◆ Problems to solve
1. In the post, how much sick time does the writer say they have accrued?
2. Translate this sentence from the post into Spanish: "I decided to take the whole week off when I have my retrieval/transfer."
3. Print the stretch of the post from "Hmmmm. If I" through "off from work!" with no changes.

[Text Boundary: Start]

Current Symptoms

  1. Sore boobs
  2. Nausea
  3. Hot – and night sweats
  4. Bloated/Gassy
  5. Headache
  6. Weepy/Emotional/Grumpy/Bitchy

Hmmmm. If I didn’t know any better, I would think I was pregnant.

Tomorrow is my last day of BCP. I am becoming a pro at the Lu.pron. I have learned that sticking the needle in firmly and quickly is much better (I was going slowly before). Wow, that tiny bottle of Lu.pron, sure goes a long way. I didn’t believe them when they said it would be more than enough, but it is like I haven’t put a dent in it yet. I started the Lu.pron on the 19th. Time is flying!

I am supposed to continue the Lu.pron until the morning of the 2nd, then I have my baseline ultrasound. Hopefully I will start the FSH then. I have asked a couple of friends as back-ups in case TW won’t be around for my egg retrieval. I hope the timing works out for TW, but if not, I have some wonderful friends who will take care of me, even if they have to take the day off from work!

I decided to take the whole week off when I have my retrieval/transfer. It is for a good cause! Plus I have more than 300 hours of sick time accrued…I was planning to use it for maternity leave, but that hasn’t happened yet, obviously!

[Text Boundary: End]
[Available data Boundary: Start]

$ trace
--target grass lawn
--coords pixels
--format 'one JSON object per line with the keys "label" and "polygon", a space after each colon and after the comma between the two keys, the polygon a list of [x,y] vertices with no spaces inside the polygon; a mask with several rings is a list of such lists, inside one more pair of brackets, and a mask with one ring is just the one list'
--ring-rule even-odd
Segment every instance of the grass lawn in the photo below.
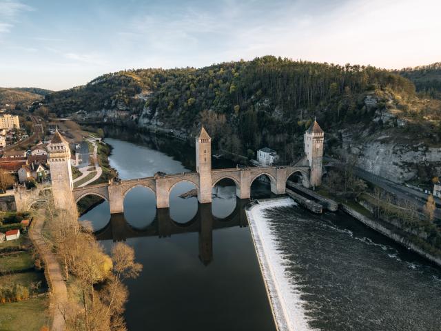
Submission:
{"label": "grass lawn", "polygon": [[50,325],[48,306],[49,299],[45,296],[0,303],[0,331],[39,331]]}
{"label": "grass lawn", "polygon": [[0,250],[4,248],[10,248],[17,250],[27,248],[30,245],[30,240],[28,237],[28,234],[20,233],[20,238],[17,240],[10,240],[9,241],[0,243]]}
{"label": "grass lawn", "polygon": [[83,173],[75,167],[72,167],[72,178],[75,179],[79,177]]}
{"label": "grass lawn", "polygon": [[85,177],[83,178],[82,179],[80,179],[78,181],[76,181],[74,183],[74,186],[75,188],[78,188],[80,185],[83,185],[86,181],[90,181],[90,179],[94,178],[96,175],[96,171],[92,171],[89,174],[88,174]]}
{"label": "grass lawn", "polygon": [[28,252],[0,257],[0,272],[14,272],[34,266],[34,259]]}
{"label": "grass lawn", "polygon": [[48,291],[48,284],[43,272],[34,271],[0,276],[0,284],[14,283],[29,288],[32,283],[34,285],[39,283],[39,287],[37,291],[32,292],[32,294],[43,293]]}

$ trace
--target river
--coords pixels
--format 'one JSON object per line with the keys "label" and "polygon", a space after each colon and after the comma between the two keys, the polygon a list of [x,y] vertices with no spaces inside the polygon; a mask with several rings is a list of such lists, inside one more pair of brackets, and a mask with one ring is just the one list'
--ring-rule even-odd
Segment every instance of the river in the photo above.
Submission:
{"label": "river", "polygon": [[[110,164],[123,179],[194,168],[194,149],[179,141],[106,133],[105,142],[113,148]],[[214,167],[232,166],[213,161]],[[215,187],[211,205],[199,208],[196,198],[179,197],[194,185],[177,185],[170,195],[170,217],[168,210],[165,217],[162,210],[156,212],[153,193],[141,187],[125,197],[125,219],[110,220],[107,202],[81,217],[101,237],[113,232],[115,239],[125,239],[143,265],[141,276],[127,283],[130,330],[276,330],[246,217],[236,208],[243,212],[248,201],[236,199],[233,183],[222,184]],[[110,224],[125,230],[109,231]],[[112,239],[102,241],[107,249]]]}
{"label": "river", "polygon": [[[179,141],[106,134],[110,164],[123,179],[194,168],[193,148]],[[231,166],[214,160],[214,168]],[[129,330],[275,330],[242,212],[247,201],[236,199],[228,182],[214,188],[211,205],[179,197],[192,188],[176,185],[170,210],[156,211],[153,193],[137,187],[125,197],[123,216],[110,219],[104,202],[81,217],[106,248],[125,240],[143,265],[140,277],[127,282]],[[252,194],[270,193],[255,183]],[[291,206],[265,216],[307,329],[441,330],[438,268],[340,212],[317,216]]]}

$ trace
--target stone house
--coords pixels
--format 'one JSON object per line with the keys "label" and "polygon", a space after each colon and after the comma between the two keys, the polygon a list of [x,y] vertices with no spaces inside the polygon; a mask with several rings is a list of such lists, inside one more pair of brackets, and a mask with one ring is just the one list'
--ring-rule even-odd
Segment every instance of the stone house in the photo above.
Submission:
{"label": "stone house", "polygon": [[42,181],[50,174],[49,166],[45,163],[32,163],[23,166],[17,171],[19,181],[23,183],[30,178],[34,178],[37,181]]}
{"label": "stone house", "polygon": [[48,155],[46,144],[40,143],[31,148],[30,154],[32,156]]}
{"label": "stone house", "polygon": [[26,181],[28,178],[32,177],[32,170],[28,164],[25,164],[19,169],[17,174],[19,174],[19,181],[20,183],[23,183],[24,181]]}
{"label": "stone house", "polygon": [[271,166],[278,159],[278,155],[277,152],[267,147],[260,148],[257,151],[257,161],[260,166],[264,167]]}

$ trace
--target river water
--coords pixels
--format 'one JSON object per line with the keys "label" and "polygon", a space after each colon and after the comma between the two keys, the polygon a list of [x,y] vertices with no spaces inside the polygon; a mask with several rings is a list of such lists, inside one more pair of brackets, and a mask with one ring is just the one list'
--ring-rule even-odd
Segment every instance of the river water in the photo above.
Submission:
{"label": "river water", "polygon": [[[179,141],[106,134],[110,164],[123,179],[195,168],[194,149]],[[232,166],[213,161],[214,168]],[[243,212],[249,201],[236,199],[233,183],[221,184],[212,204],[179,197],[194,188],[183,182],[171,192],[170,210],[156,211],[153,193],[136,187],[125,199],[123,216],[110,219],[103,202],[81,217],[107,249],[113,240],[125,240],[143,265],[141,276],[127,281],[130,330],[276,330]],[[259,188],[254,193],[265,193]]]}
{"label": "river water", "polygon": [[[106,134],[110,163],[122,179],[195,168],[194,150],[178,141]],[[231,166],[214,160],[214,168]],[[153,193],[137,187],[125,197],[124,215],[111,219],[104,202],[81,217],[107,248],[125,240],[143,265],[127,282],[129,330],[275,330],[243,212],[247,201],[236,199],[232,183],[214,188],[211,205],[179,197],[192,188],[176,185],[170,210],[157,211]],[[252,194],[269,192],[254,184]],[[317,216],[292,206],[264,216],[307,329],[441,330],[439,269],[342,213]]]}

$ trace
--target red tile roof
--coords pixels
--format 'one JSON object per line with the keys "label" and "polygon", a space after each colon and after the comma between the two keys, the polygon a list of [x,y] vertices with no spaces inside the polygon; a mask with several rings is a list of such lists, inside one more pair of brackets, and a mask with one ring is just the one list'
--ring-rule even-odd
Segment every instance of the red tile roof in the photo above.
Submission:
{"label": "red tile roof", "polygon": [[9,231],[6,231],[6,233],[5,234],[6,234],[7,236],[13,236],[14,234],[19,234],[19,230],[10,230]]}

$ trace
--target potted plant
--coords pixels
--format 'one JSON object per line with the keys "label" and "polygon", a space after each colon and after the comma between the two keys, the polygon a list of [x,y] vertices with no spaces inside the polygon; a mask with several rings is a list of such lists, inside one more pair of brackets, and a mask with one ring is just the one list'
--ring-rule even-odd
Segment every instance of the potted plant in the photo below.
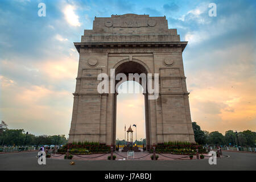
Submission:
{"label": "potted plant", "polygon": [[[115,158],[117,158],[117,156],[115,155],[113,155],[113,160],[115,160]],[[110,160],[111,159],[111,156],[108,156],[108,160]]]}
{"label": "potted plant", "polygon": [[[155,155],[155,160],[158,160],[159,157],[159,156],[158,155]],[[152,155],[150,156],[150,158],[151,158],[151,160],[154,160],[154,155]]]}

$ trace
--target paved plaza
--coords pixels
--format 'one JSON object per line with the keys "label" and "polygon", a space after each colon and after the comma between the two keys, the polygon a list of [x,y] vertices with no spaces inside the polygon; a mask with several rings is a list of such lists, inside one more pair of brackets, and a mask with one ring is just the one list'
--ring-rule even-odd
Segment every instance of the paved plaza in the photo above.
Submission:
{"label": "paved plaza", "polygon": [[37,152],[1,154],[0,170],[256,170],[256,154],[227,151],[223,152],[223,154],[229,157],[218,159],[216,165],[209,165],[208,159],[110,161],[106,160],[108,156],[106,155],[104,160],[74,158],[72,160],[75,162],[73,166],[69,165],[70,160],[47,159],[46,165],[40,166],[38,164],[36,154]]}

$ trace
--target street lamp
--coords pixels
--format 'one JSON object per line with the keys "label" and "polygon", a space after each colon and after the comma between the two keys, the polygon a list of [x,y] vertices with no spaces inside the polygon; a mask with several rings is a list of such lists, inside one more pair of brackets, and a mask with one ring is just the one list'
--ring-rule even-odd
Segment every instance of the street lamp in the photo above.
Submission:
{"label": "street lamp", "polygon": [[25,142],[24,143],[24,146],[26,146],[26,143],[27,142],[27,135],[28,134],[28,131],[27,131],[26,133],[26,139],[25,139]]}
{"label": "street lamp", "polygon": [[238,150],[240,150],[240,144],[239,143],[238,136],[237,134],[238,134],[238,133],[237,133],[237,130],[236,130],[236,135],[237,136],[237,143],[238,144]]}
{"label": "street lamp", "polygon": [[60,140],[60,135],[58,135],[58,142],[57,143],[57,145],[59,146],[59,141]]}

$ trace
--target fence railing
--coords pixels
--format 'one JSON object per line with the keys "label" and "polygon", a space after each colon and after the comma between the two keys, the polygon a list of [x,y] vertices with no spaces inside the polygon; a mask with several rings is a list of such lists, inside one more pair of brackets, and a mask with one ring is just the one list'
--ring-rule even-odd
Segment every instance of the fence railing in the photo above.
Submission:
{"label": "fence railing", "polygon": [[0,152],[20,152],[37,149],[38,147],[36,147],[30,146],[0,147]]}
{"label": "fence railing", "polygon": [[[207,147],[205,147],[207,148]],[[210,146],[210,147],[213,150],[218,149],[217,146]],[[229,146],[222,146],[221,147],[223,150],[231,150],[231,151],[246,151],[246,152],[256,152],[256,147],[229,147]]]}

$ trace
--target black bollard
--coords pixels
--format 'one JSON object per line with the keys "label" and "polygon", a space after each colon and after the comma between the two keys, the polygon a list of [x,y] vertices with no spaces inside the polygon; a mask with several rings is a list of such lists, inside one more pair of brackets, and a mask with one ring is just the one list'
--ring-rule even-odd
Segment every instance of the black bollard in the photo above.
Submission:
{"label": "black bollard", "polygon": [[111,146],[111,157],[110,160],[113,160],[113,145]]}

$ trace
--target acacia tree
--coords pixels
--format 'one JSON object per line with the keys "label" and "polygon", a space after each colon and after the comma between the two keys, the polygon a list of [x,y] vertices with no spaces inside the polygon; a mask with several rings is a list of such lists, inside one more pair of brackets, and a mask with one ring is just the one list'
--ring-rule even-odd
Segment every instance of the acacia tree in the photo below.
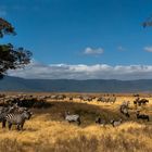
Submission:
{"label": "acacia tree", "polygon": [[[16,35],[14,27],[3,18],[0,18],[0,38],[4,35]],[[12,43],[0,45],[0,78],[9,69],[24,67],[30,63],[31,52],[24,48],[15,48]]]}

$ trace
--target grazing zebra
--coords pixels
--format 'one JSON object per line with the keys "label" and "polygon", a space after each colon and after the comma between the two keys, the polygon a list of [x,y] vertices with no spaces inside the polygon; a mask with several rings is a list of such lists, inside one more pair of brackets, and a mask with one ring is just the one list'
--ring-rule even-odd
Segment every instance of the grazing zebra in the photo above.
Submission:
{"label": "grazing zebra", "polygon": [[101,117],[97,117],[96,118],[96,124],[99,124],[99,125],[104,127],[105,126],[105,121],[101,119]]}
{"label": "grazing zebra", "polygon": [[111,121],[111,124],[113,125],[113,127],[119,126],[122,124],[122,118],[119,121]]}
{"label": "grazing zebra", "polygon": [[2,128],[5,128],[5,116],[11,113],[14,109],[12,106],[0,109],[0,123],[2,123]]}
{"label": "grazing zebra", "polygon": [[137,118],[138,119],[147,119],[148,122],[150,121],[150,117],[149,117],[149,115],[145,115],[145,114],[140,114],[140,112],[139,111],[137,111]]}
{"label": "grazing zebra", "polygon": [[7,114],[5,121],[9,124],[9,129],[11,129],[12,125],[16,125],[18,130],[23,129],[25,121],[29,119],[31,115],[33,113],[29,111],[24,111],[22,114]]}
{"label": "grazing zebra", "polygon": [[130,117],[127,107],[121,107],[121,113],[124,114],[124,115],[127,116],[127,117]]}
{"label": "grazing zebra", "polygon": [[77,122],[80,125],[80,116],[78,114],[69,114],[69,112],[65,112],[65,121],[68,123]]}

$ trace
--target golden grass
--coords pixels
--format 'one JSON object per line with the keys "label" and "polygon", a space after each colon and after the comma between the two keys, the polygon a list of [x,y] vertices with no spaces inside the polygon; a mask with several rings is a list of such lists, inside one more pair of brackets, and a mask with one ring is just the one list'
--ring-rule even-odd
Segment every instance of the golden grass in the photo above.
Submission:
{"label": "golden grass", "polygon": [[[52,106],[33,110],[35,115],[25,123],[23,131],[0,128],[0,152],[151,152],[152,151],[152,99],[140,107],[151,122],[136,119],[131,103],[131,117],[124,117],[118,106],[131,97],[119,97],[115,104],[83,103],[80,101],[50,101]],[[63,114],[66,110],[81,115],[83,124],[68,124]],[[94,124],[100,115],[107,123],[111,118],[123,118],[124,123],[113,128]]]}

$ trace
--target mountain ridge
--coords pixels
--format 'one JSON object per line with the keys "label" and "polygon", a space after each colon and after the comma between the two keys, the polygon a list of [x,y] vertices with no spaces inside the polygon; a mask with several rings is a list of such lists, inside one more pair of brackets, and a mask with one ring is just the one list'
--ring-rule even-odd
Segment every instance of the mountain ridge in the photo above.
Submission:
{"label": "mountain ridge", "polygon": [[152,92],[152,79],[25,79],[5,76],[0,91],[33,92]]}

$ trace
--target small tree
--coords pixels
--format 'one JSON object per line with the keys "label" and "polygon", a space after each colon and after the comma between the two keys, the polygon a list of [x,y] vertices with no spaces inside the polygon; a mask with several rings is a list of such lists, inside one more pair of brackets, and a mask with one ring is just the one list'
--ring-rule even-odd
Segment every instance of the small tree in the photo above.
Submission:
{"label": "small tree", "polygon": [[[0,38],[4,35],[16,35],[14,27],[3,18],[0,18]],[[31,52],[24,48],[15,48],[13,45],[0,45],[0,78],[9,69],[24,67],[30,63]]]}

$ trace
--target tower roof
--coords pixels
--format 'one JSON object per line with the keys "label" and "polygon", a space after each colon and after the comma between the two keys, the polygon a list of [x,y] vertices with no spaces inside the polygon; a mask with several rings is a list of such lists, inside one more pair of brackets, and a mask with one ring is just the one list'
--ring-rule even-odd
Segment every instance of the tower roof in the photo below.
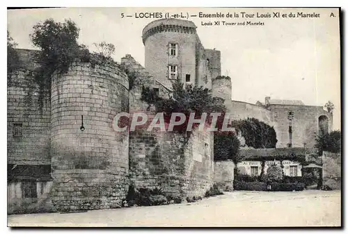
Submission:
{"label": "tower roof", "polygon": [[152,34],[163,31],[196,33],[197,26],[189,20],[178,19],[161,19],[152,22],[143,29],[143,43]]}

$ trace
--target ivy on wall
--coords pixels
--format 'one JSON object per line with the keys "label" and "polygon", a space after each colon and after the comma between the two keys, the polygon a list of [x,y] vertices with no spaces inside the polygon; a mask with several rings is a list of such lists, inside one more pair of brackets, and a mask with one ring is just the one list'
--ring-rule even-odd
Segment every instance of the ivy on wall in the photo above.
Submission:
{"label": "ivy on wall", "polygon": [[232,160],[235,164],[242,161],[243,156],[239,153],[239,140],[234,133],[229,134],[214,134],[214,160]]}
{"label": "ivy on wall", "polygon": [[246,144],[255,149],[275,148],[277,137],[274,127],[255,118],[234,121],[232,126],[242,131]]}

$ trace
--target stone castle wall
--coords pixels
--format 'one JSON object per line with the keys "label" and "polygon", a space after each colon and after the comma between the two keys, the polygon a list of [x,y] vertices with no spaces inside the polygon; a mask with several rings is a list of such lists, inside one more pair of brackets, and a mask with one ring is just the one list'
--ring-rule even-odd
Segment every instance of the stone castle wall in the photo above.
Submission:
{"label": "stone castle wall", "polygon": [[323,185],[333,190],[340,190],[342,183],[341,153],[323,152]]}
{"label": "stone castle wall", "polygon": [[292,147],[311,148],[319,134],[319,117],[329,119],[329,131],[332,131],[332,114],[322,107],[312,106],[271,105],[269,107],[274,129],[277,133],[277,148],[286,147],[289,143],[289,112],[294,113],[292,120]]}
{"label": "stone castle wall", "polygon": [[[141,100],[143,85],[158,88],[159,95],[166,98],[168,90],[149,76],[132,56],[122,58],[122,63],[138,75],[134,86],[129,90],[129,112],[140,111],[154,116],[154,106]],[[131,182],[136,188],[160,187],[172,196],[203,197],[212,183],[212,154],[207,156],[207,158],[202,156],[204,155],[201,151],[204,149],[202,142],[205,140],[212,147],[210,133],[193,134],[184,146],[184,137],[179,133],[147,132],[146,128],[130,132]],[[210,151],[213,152],[212,149]]]}
{"label": "stone castle wall", "polygon": [[15,72],[10,80],[7,89],[8,163],[49,165],[49,96],[40,95],[30,70]]}
{"label": "stone castle wall", "polygon": [[223,190],[233,190],[235,167],[235,163],[229,160],[214,162],[214,181]]}
{"label": "stone castle wall", "polygon": [[116,132],[113,119],[128,110],[126,75],[116,67],[73,63],[53,77],[51,103],[55,208],[119,206],[128,187],[128,132]]}

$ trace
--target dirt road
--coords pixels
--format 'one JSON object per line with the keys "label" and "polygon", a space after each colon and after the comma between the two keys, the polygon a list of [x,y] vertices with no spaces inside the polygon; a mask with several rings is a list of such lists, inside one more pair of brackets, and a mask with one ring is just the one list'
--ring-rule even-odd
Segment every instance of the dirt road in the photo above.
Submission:
{"label": "dirt road", "polygon": [[340,191],[243,192],[196,203],[8,216],[10,226],[340,226]]}

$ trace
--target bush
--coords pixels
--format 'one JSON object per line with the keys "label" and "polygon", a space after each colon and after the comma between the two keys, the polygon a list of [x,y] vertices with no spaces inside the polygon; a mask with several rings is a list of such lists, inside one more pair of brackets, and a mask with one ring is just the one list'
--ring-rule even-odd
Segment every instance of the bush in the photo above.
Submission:
{"label": "bush", "polygon": [[267,185],[264,182],[245,182],[241,181],[233,181],[235,190],[246,191],[267,191]]}
{"label": "bush", "polygon": [[150,190],[142,187],[136,191],[133,185],[129,186],[126,200],[129,206],[150,206],[167,203],[166,194],[160,188]]}
{"label": "bush", "polygon": [[[305,187],[303,183],[272,183],[271,185],[271,191],[302,191]],[[244,182],[235,181],[233,183],[235,190],[246,191],[267,191],[267,184],[264,182]]]}
{"label": "bush", "polygon": [[302,176],[284,176],[283,178],[283,183],[305,183],[305,178]]}
{"label": "bush", "polygon": [[315,147],[319,155],[322,151],[339,153],[341,151],[341,132],[333,131],[330,133],[321,134],[317,137]]}
{"label": "bush", "polygon": [[261,176],[251,176],[247,174],[237,174],[235,180],[244,182],[258,182],[260,181]]}
{"label": "bush", "polygon": [[220,190],[217,184],[214,183],[209,190],[205,192],[205,197],[214,197],[216,195],[222,195],[223,192]]}
{"label": "bush", "polygon": [[271,191],[302,191],[305,187],[303,183],[278,183],[271,184]]}
{"label": "bush", "polygon": [[280,182],[283,180],[283,169],[275,164],[269,165],[267,173],[262,174],[261,181],[266,183]]}

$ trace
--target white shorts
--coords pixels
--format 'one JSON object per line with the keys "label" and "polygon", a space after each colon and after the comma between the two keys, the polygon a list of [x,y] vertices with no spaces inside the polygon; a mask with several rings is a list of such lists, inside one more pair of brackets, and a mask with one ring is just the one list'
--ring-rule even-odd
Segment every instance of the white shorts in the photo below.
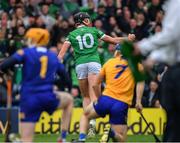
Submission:
{"label": "white shorts", "polygon": [[85,79],[89,73],[98,74],[101,70],[101,64],[96,62],[89,62],[79,64],[76,66],[76,74],[78,79]]}

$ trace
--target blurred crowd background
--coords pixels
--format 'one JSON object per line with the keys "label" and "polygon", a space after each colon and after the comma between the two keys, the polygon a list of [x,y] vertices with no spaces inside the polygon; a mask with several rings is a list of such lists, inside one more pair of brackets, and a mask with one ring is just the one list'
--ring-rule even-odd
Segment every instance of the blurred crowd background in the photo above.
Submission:
{"label": "blurred crowd background", "polygon": [[[46,28],[51,33],[48,48],[59,52],[62,43],[74,29],[73,15],[87,12],[93,26],[104,33],[127,36],[134,33],[136,40],[161,31],[164,16],[162,5],[165,0],[0,0],[0,62],[18,49],[24,48],[23,36],[32,27]],[[113,56],[114,45],[99,41],[102,64]],[[71,94],[75,107],[82,106],[72,49],[65,56],[64,64],[72,80]],[[164,64],[156,65],[153,78],[148,78],[143,95],[144,107],[160,108],[161,78],[167,70]],[[0,106],[6,105],[7,78],[13,81],[13,105],[19,104],[19,89],[22,80],[22,65],[15,65],[7,74],[0,75]],[[56,88],[65,90],[60,78]],[[132,105],[133,106],[133,105]]]}

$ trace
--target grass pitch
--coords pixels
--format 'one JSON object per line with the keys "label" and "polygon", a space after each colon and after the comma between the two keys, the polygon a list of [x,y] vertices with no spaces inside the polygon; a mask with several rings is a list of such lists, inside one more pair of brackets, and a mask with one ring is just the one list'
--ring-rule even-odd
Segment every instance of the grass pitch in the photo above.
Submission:
{"label": "grass pitch", "polygon": [[[56,142],[59,135],[51,134],[51,135],[43,135],[43,134],[36,134],[35,135],[35,142]],[[86,142],[98,142],[100,139],[100,135],[96,135],[93,138],[88,138]],[[161,139],[161,136],[159,136]],[[78,135],[70,134],[67,137],[67,141],[71,142],[72,139],[78,139]],[[0,135],[0,142],[4,142],[4,136]],[[131,135],[128,136],[127,142],[155,142],[152,135]]]}

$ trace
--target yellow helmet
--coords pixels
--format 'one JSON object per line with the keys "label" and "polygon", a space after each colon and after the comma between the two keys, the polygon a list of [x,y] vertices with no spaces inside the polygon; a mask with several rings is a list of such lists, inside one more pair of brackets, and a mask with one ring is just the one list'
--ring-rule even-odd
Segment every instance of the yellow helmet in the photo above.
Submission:
{"label": "yellow helmet", "polygon": [[28,44],[35,46],[46,46],[49,42],[49,32],[42,28],[31,28],[25,34]]}

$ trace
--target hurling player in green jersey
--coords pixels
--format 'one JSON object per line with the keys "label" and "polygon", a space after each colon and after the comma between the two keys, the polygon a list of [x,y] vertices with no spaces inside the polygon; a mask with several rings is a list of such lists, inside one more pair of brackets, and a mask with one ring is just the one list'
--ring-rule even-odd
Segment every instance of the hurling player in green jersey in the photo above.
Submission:
{"label": "hurling player in green jersey", "polygon": [[[58,57],[62,60],[68,48],[72,46],[76,63],[76,74],[79,81],[81,95],[83,96],[83,107],[96,101],[97,97],[93,91],[95,78],[100,69],[100,58],[97,52],[98,40],[118,44],[123,40],[134,40],[135,35],[129,34],[128,37],[111,37],[102,31],[91,27],[90,16],[87,13],[79,12],[74,15],[76,29],[69,33]],[[86,121],[81,117],[81,121]],[[88,123],[87,123],[88,125]]]}

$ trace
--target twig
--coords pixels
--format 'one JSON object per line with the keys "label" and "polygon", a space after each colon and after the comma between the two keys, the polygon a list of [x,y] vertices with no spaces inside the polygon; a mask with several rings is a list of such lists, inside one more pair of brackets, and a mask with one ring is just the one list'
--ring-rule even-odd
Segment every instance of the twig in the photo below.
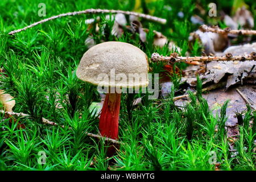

[Available data Boundary: End]

◆ Problem solutions
1. More than 300 hours.

2. Decidí tomarme toda la semana libre cuando tenga mi extracción/transferencia.

3.
Hmmmm. If I didn’t know any better, I would think I was pregnant.

Tomorrow is my last day of BCP. I am becoming a pro at the Lu.pron. I have learned that sticking the needle in firmly and quickly is much better (I was going slowly before). Wow, that tiny bottle of Lu.pron, sure goes a long way. I didn’t believe them when they said it would be more than enough, but it is like I haven’t put a dent in it yet. I started the Lu.pron on the 19th. Time is flying!

I am supposed to continue the Lu.pron until the morning of the 2nd, then I have my baseline ultrasound. Hopefully I will start the FSH then. I have asked a couple of friends as back-ups in case TW won’t be around for my egg retrieval. I hope the timing works out for TW, but if not, I have some wonderful friends who will take care of me, even if they have to take the day off from work!